══ Extract to read

2. It would be surprising if this were not so. But on this appeal the Scottish Ministers contend that the Crown Proceedings Act 1947 leads inescapably to the opposite conclusion.
3. The proceedings have an unusual history. For present purposes the essential facts are simple indeed. Scott Davidson spent 18 months in Barlinnie Prison, Glasgow, between April 2001 and August 2002. Initially he was there on remand and later as a convicted prisoner. While there he complained to the prison governor about prison conditions: gross overcrowding, inadequate sanitary facilities and poor regime activities. He said detention in these conditions was inhuman or degrading treatment contrary to article 3 of the European Convention on Human Rights.
4. On 24 October 2001 he presented a petition for judicial review in the Court of Session. He sought a declarator that he was being detained in conditions incompatible with article 3, an order ordaining the Scottish Ministers to secure his transfer to prison conditions compliant with article 3, and damages. The legal basis for these claims was that the general superintendence of prisons is vested in the Scottish Ministers under section 3(1) of the Prisons (Scotland) Act 1989. Accordingly, so the claim runs, Mr Davidson's detention in prison in Convention non-compliant conditions was unlawful conduct by the Scottish Ministers within the meaning of section 6 of the Human Rights Act 1998. Such conduct was also outside the power of the Scottish Ministers within the meaning of section 57(2) of the Scotland Act 1998.

════

Task:
Please rewrite the extract starting with "3. The proceedings" and going on through "on Human Rights.", putting "severe overcrowding" in place of "gross overcrowding". The records after this point come from a separate source.

══ Provided material

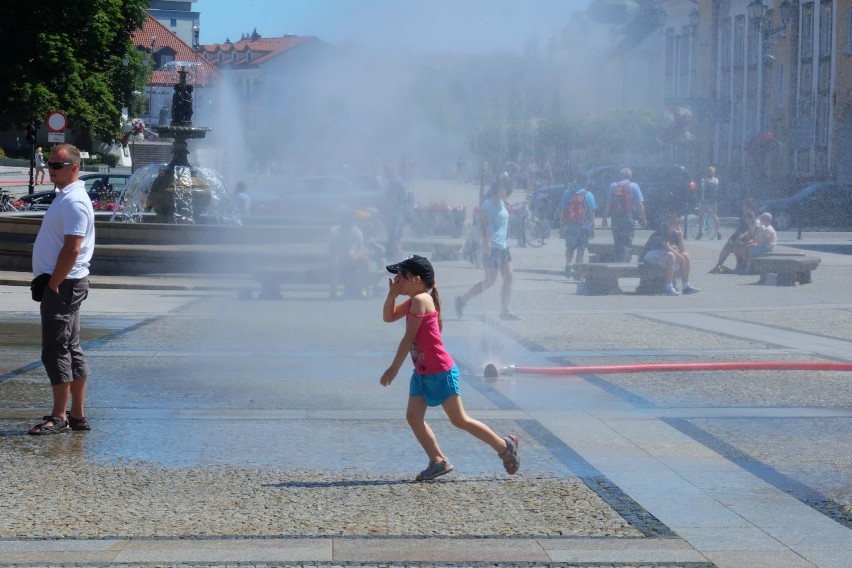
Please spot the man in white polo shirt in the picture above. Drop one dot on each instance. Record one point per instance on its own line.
(63, 249)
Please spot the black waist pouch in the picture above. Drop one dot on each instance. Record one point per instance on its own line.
(38, 285)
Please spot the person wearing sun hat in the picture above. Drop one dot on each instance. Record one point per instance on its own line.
(435, 379)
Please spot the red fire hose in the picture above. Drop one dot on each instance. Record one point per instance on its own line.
(668, 367)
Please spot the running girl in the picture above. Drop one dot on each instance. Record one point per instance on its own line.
(435, 380)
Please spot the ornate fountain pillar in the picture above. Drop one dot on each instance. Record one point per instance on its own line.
(179, 194)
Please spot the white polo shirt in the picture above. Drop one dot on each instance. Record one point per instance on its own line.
(70, 213)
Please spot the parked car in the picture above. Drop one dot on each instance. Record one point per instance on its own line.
(823, 204)
(98, 186)
(544, 204)
(665, 188)
(317, 198)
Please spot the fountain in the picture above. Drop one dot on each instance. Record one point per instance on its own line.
(176, 218)
(178, 193)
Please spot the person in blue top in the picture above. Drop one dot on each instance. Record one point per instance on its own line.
(495, 250)
(626, 204)
(578, 221)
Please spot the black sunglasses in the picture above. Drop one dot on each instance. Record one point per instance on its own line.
(58, 165)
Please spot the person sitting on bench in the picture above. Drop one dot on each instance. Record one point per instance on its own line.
(764, 241)
(665, 249)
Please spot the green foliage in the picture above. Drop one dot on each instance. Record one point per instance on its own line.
(606, 138)
(68, 56)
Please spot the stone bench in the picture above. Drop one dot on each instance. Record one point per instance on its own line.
(272, 277)
(603, 252)
(600, 279)
(790, 270)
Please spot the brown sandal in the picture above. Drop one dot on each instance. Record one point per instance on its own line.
(49, 425)
(511, 455)
(78, 424)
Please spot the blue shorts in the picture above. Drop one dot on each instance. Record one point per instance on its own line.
(577, 236)
(437, 388)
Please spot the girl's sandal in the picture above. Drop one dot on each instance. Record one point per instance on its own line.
(511, 455)
(435, 469)
(50, 425)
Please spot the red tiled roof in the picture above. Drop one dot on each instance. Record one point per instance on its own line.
(203, 72)
(262, 48)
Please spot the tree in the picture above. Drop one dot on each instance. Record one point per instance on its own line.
(69, 56)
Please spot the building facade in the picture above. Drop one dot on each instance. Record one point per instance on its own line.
(769, 83)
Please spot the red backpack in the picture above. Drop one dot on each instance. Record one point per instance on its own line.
(622, 200)
(575, 213)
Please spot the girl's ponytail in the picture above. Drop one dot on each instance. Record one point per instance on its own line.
(437, 299)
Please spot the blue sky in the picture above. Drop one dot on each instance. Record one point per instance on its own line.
(460, 25)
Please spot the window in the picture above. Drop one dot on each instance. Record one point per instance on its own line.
(849, 31)
(825, 25)
(807, 35)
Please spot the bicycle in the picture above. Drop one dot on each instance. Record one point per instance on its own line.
(6, 201)
(703, 224)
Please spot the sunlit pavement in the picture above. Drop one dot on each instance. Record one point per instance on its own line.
(746, 468)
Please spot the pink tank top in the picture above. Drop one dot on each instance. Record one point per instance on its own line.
(427, 351)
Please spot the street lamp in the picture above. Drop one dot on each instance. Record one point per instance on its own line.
(757, 13)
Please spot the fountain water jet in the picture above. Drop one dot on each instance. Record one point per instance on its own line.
(177, 192)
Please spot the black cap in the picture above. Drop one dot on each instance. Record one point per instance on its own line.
(415, 265)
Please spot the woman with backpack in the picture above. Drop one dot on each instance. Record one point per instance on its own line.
(578, 221)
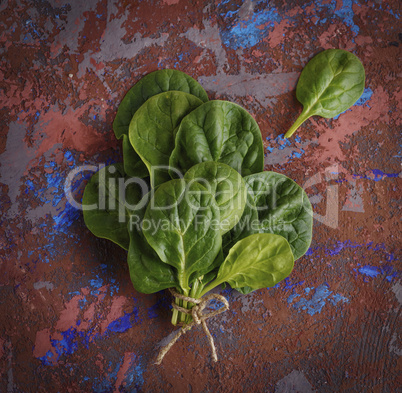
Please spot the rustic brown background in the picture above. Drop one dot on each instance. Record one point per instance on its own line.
(70, 320)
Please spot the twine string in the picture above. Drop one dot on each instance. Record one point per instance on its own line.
(199, 318)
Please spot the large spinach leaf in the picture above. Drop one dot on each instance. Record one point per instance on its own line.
(147, 272)
(257, 261)
(227, 187)
(330, 83)
(247, 225)
(152, 130)
(154, 83)
(107, 198)
(182, 225)
(133, 165)
(219, 131)
(283, 208)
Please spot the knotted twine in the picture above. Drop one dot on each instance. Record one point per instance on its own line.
(199, 318)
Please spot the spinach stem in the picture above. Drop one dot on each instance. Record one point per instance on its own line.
(209, 287)
(299, 121)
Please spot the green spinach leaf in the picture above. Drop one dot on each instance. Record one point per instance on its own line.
(152, 130)
(182, 225)
(107, 199)
(227, 187)
(154, 83)
(257, 261)
(147, 271)
(283, 208)
(329, 84)
(133, 165)
(219, 131)
(247, 225)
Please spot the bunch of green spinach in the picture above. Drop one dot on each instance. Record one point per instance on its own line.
(191, 202)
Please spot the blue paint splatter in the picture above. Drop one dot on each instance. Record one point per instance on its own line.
(336, 298)
(280, 143)
(317, 301)
(370, 271)
(248, 33)
(123, 323)
(346, 14)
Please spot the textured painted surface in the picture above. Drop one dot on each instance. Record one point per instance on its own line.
(70, 318)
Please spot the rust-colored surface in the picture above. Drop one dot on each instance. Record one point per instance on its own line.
(70, 318)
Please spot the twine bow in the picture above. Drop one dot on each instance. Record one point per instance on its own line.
(199, 318)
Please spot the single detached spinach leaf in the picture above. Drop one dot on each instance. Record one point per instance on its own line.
(283, 208)
(219, 131)
(107, 198)
(147, 272)
(182, 225)
(257, 261)
(152, 128)
(154, 83)
(329, 84)
(227, 187)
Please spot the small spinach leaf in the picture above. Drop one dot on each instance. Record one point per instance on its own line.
(107, 198)
(283, 208)
(227, 187)
(181, 225)
(152, 128)
(257, 261)
(219, 131)
(330, 83)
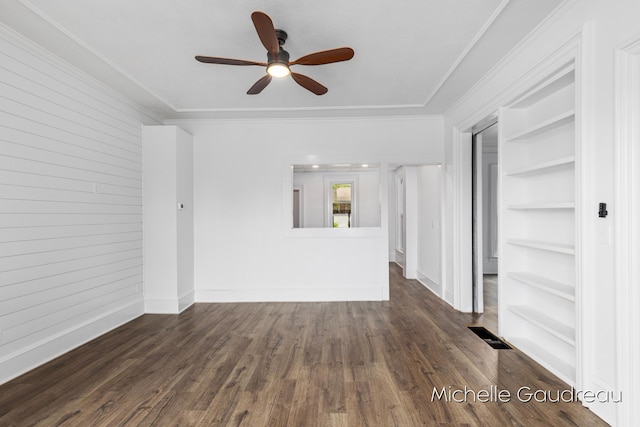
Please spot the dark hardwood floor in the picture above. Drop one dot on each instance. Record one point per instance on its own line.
(290, 364)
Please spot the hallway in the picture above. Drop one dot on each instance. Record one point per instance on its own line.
(297, 364)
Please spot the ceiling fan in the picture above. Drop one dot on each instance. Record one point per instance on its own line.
(278, 59)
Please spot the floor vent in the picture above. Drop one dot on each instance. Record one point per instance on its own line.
(489, 338)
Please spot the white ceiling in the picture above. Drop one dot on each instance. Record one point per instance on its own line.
(411, 56)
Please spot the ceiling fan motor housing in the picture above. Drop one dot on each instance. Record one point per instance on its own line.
(282, 36)
(282, 58)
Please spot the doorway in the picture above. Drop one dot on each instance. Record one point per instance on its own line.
(485, 221)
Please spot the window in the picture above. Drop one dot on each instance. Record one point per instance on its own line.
(341, 194)
(341, 206)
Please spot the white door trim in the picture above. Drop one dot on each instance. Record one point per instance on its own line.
(627, 231)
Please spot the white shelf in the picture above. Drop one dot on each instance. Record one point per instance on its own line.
(559, 330)
(551, 286)
(543, 206)
(544, 245)
(563, 78)
(545, 126)
(564, 161)
(559, 367)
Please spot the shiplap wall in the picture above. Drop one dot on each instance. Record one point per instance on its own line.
(70, 207)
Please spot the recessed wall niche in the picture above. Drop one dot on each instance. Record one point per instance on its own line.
(339, 195)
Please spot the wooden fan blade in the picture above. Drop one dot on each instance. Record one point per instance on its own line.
(325, 57)
(266, 32)
(227, 61)
(259, 85)
(309, 84)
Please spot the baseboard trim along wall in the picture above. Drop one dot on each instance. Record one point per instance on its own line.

════

Solution for this task:
3. The proceedings have an unusual history. For present purposes the essential facts are simple indeed. Scott Davidson spent 18 months in Barlinnie Prison, Glasgow, between April 2001 and August 2002. Initially he was there on remand and later as a convicted prisoner. While there he complained to the prison governor about prison conditions: severe overcrowding, inadequate sanitary facilities and poor regime activities. He said detention in these conditions was inhuman or degrading treatment contrary to article 3 of the European Convention on Human Rights.